AUFGABE 1
Nenne alle eiweißhaltigen Produkte, die der folgende Auszug über Fleischkonsum als Ersatz für Fleisch aufzählt.
AUFGABE 2
Was ergab laut dem Auszug über Fleischkonsum die Befragung nach den Experimenten für TV-Beiträge?
AUFGABE 3
Fasse den Auszug über Fleischkonsum in zwei Sätzen zusammen.

AUSZUG
────

Doch zeigt dieses Verhalten nicht, dass Fleisch ein Produkt ist, über das man sich nicht gerne offen unterhält? Dass es die Menschen spaltet?
Fleisch ist ein umstrittenes Produkt, auch für Fleischesser.
Ist es eine gute Entscheidung, ein Produkt zu kaufen, über das man am liebsten nichts wissen möchte?

Die Entscheidung: Fleisch oder nicht?

Die wenigsten Menschen in Deutschland haben sich je aktiv dafür entschieden, Fleisch zu essen. Erziehung, Familientraditionen und die zugegebenermaßen etwas einfaltslose deutsche Küche sind der Hauptgrund dafür, dass Fleisch immer noch für viele Menschen als wichtiger Bestandteil eines guten Essens gilt.

Doch Genuss ist nichts Verwerfliches – niemand muss sich dafür rechtfertigen, gut essen zu wollen.
Nur: Fleisch ist dafür nicht notwendig. Es gehört allein etwas Weltoffenheit und Neugier dazu, sich auf neue Erfahrungen einzulassen.
Tatsächlich schmeckt Fleisch dann gut, wenn es richtig zubereitet wurde. Als Rohstoff ist es nahezu geschmacksneutral und auch die Konsistenz von rohem Fleisch ist nicht jedermanns Sache. Auch viele Vegetarier sind ausgeprägte Genussmenschen, die sich gerne mit deftigen Köstlichkeiten vollschlagen. Bloß Teile vom toten Tier benötigen sie dazu nicht.

Für TV-Beiträge wurden Experimente durchgeführt, in denen Fleischprodukte durch pflanzliche Alternativen ersetzt und ahnungslosen Konsumenten angeboten worden waren. Die anschließende Befragung ergab, dass oft kein Unterschied zu bemerken war.

Es ist also kein großes Kunstück, Fleisch durch andere, eiweißhaltige Produkte zu ersetzen. zum Beispiel Seitan, Tofu oder texturiertes Soja. Richtig gebraten und gewürzt fällt es auch dem größten Fleischfan nicht schwer, pflanzlich zu genießen.

Der „Verzicht“ auf Fleisch ist kein Verzicht. Es ist eine Ernährungsumstellung, die mit sehr guten Argumenten gestützt wird und auf dem Stand der Zeit ist.

────

BEREITGESTELLTES MATERIAL

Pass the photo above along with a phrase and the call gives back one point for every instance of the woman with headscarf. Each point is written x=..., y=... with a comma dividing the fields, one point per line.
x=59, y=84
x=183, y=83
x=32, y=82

────

ERWARTETE ANTWORT 1
Seitan, Tofu, texturiertes Soja

ERWARTETE ANTWORT 2
Die Befragung ergab, dass oft kein Unterschied zu bemerken war.

ERWARTETE ANTWORT 3
Der Auszug vertritt die Ansicht, dass Fleisch für gutes Essen nicht notwendig ist und sich durch eiweißhaltige Produkte wie Seitan, Tofu oder texturiertes Soja ersetzen lässt. Der Verzicht auf Fleisch sei kein Verzicht, sondern eine gut begründete und zeitgemäße Ernährungsumstellung.